(Rows from a pointing dataset)

◆ ◆ ◆ ◆ ◆ ◆ ◆

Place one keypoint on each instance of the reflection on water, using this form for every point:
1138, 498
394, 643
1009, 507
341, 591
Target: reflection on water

◆ ◆ ◆ ◆ ◆ ◆ ◆

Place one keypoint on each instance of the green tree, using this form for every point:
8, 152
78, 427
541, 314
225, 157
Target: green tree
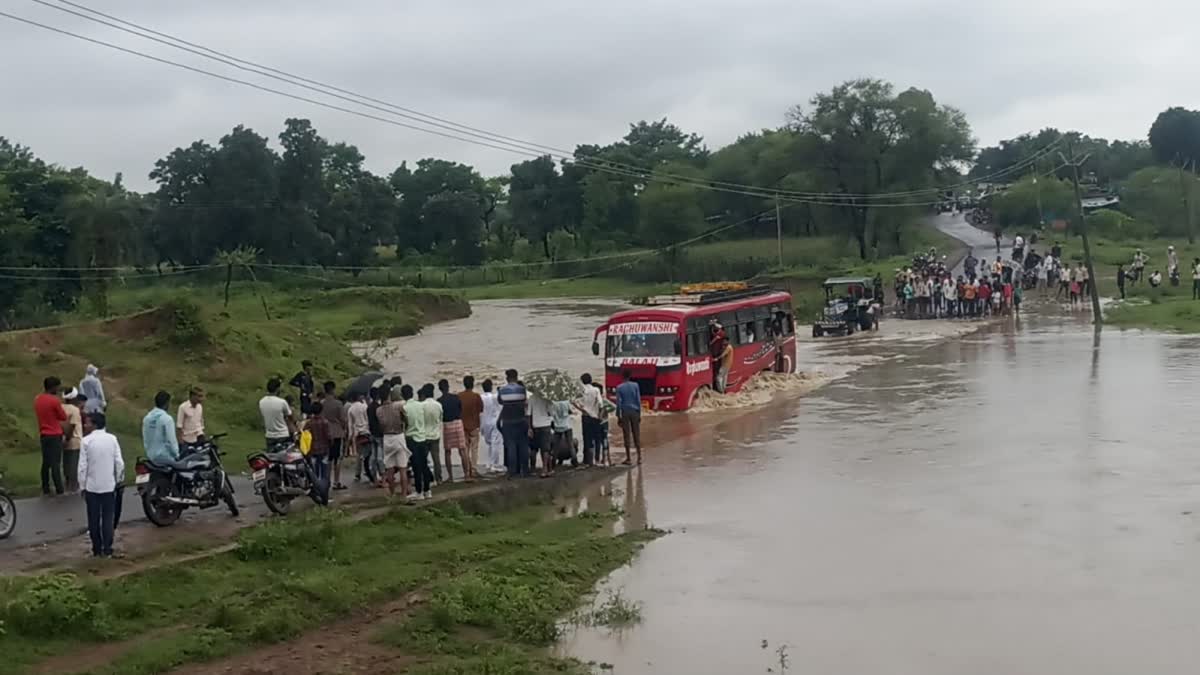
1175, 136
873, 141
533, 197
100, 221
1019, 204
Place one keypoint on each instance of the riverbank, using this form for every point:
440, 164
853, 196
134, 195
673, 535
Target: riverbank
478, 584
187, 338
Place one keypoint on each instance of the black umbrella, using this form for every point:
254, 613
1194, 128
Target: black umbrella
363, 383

◆ ◆ ◆ ◆ ◆ ◆ ◆

▶ _Prompt_
Can you write out everything in the listing from "Place one keypoint on each instance of the reflection" down to "Target: reflection on water", swapping "reflection on water" for "wave crest" and keeping everything else the same?

▶ _Worked answer_
Place one keypoint on each instance of the wave crest, using this form for every point:
1138, 498
394, 643
1009, 507
341, 591
Target: wave crest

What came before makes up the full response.